*Description of the task*: Output every line of the data below as a numbered list, skipping blank lines. Leave the pictures out of your answer.

— Begin Record set —

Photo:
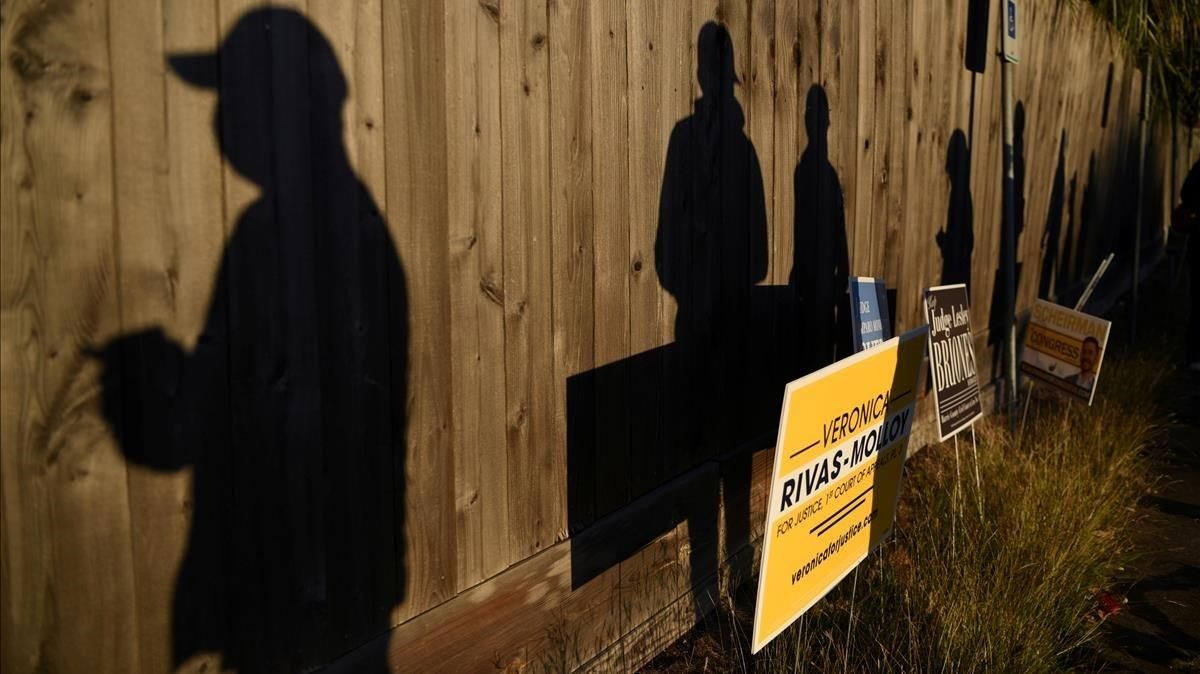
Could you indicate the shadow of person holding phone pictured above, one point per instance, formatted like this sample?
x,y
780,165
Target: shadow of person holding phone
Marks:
x,y
291,408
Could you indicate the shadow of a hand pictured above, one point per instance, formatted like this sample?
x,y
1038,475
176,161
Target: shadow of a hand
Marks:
x,y
139,383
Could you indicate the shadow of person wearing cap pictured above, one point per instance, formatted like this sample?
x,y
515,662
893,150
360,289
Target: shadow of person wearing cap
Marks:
x,y
289,409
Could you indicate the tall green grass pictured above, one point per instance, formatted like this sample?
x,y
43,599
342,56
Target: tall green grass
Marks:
x,y
996,577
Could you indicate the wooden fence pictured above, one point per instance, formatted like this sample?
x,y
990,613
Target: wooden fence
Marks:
x,y
450,335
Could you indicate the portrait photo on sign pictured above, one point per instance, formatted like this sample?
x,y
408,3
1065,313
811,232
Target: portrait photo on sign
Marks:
x,y
1065,348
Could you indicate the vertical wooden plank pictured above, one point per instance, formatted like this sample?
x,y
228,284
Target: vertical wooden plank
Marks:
x,y
461,61
490,301
659,53
171,229
571,64
617,480
889,178
535,467
353,253
865,254
67,575
839,76
415,112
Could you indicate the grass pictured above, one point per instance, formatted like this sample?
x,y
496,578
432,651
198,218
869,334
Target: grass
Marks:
x,y
997,577
1164,37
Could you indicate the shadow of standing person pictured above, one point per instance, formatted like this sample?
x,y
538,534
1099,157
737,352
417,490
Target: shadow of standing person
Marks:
x,y
291,408
997,318
1053,232
821,269
709,251
957,241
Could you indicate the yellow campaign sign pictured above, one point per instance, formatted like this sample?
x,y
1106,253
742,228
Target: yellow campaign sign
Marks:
x,y
843,441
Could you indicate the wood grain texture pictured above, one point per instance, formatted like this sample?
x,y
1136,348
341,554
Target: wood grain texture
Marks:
x,y
535,467
367,251
415,118
66,510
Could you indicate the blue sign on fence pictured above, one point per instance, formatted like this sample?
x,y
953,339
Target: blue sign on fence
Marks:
x,y
869,308
1011,31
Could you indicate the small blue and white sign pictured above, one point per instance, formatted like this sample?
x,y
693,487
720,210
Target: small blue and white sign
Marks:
x,y
1011,31
869,308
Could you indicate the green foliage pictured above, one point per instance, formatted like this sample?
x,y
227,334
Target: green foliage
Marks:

— End Record set —

*Solution to the problem*:
1. Photo:
2. Could you indicate the shadow of person holding phone pictured above, one point per instance, formatted like this sample?
3. x,y
4. 780,165
5. Target: shadow of person holding phone
6. Marks:
7. x,y
8. 291,408
9. Could you indicate the shadow of a hand pictured above, one point per instance, formatted like this sample?
10. x,y
11. 1038,475
12. 176,161
13. Target: shadow of a hand
14. Marks:
15. x,y
16. 139,383
17. Could you indicate the shadow of person wearing cap pictured above, one point per instance, formatted like this sample?
18. x,y
19. 515,662
20. 893,150
21. 360,289
22. Target: shadow of person wearing cap
23. Marks:
24. x,y
25. 289,409
26. Could you indicate the tall green grass pictured above, one point per instance, formatted like this sample?
27. x,y
28. 43,599
29. 342,56
30. Target: tall green grass
31. Marks:
32. x,y
33. 996,577
34. Could you indicate the wooden fence pictured above, one point per instance, formatted like this sample?
35. x,y
36. 990,613
37. Target: wooden fence
38. Marks:
39. x,y
40. 450,335
41. Could you indicate the portrait photo on sign pictured above, one point per instance, formatted like this sample?
42. x,y
43. 408,3
44. 1065,313
45. 811,232
46. Target: portrait photo on sign
47. Marks:
48. x,y
49. 1065,348
50. Could you indicate the vertical wooden plank pictured above, one point per instance, formatted like this sample?
51. x,y
52. 228,284
53. Target: vertical wooden plank
54. Marks:
55. x,y
56. 461,61
57. 490,301
58. 659,53
59. 171,229
60. 571,64
61. 617,480
62. 889,178
63. 535,467
64. 353,253
65. 865,254
66. 67,575
67. 839,76
68. 415,112
69. Could you indicate the grass pictured above, one point per instance, formatted like this sample?
70. x,y
71. 496,578
72. 432,651
73. 198,218
74. 869,334
75. Target: grass
76. Marks:
77. x,y
78. 997,577
79. 1164,37
80. Could you indicate the shadow of standing person pictured above, one point per instance, formatted like this sample?
81. x,y
82. 538,534
83. 1099,157
84. 737,352
85. 417,490
86. Target: shadow of standing person
87. Marks:
88. x,y
89. 291,408
90. 997,318
91. 1053,232
92. 821,269
93. 709,251
94. 957,241
95. Could you indicate the yellow campaign sign pictured above, one point per instance, formatted like this sample?
96. x,y
97. 1106,253
98. 742,228
99. Target: yellow campaign sign
100. Marks:
101. x,y
102. 843,441
103. Could you indicate the wood grain texture pictured above, one point per instance, formatted like this sample?
104. x,y
105. 1136,348
106. 341,554
107. Target: wood grain texture
108. Marks:
109. x,y
110. 535,467
111. 367,251
112. 415,118
113. 66,510
114. Could you indicate the blue sign on fence pictured above, one point per instance, formatted like this sample?
115. x,y
116. 953,339
117. Target: blue sign on fence
118. Marks:
119. x,y
120. 869,308
121. 1011,31
122. Could you indicate the small blue and white sign pictured above, one point per instance, formatted like this sample?
123. x,y
124. 693,487
125. 720,210
126. Target: small blue and white sign
127. Marks:
128. x,y
129. 1011,31
130. 869,308
131. Could you indicate the green foliage pictured above, one point per instance, formatted like this sample?
132. x,y
133. 227,334
134. Target: green foliage
135. Marks:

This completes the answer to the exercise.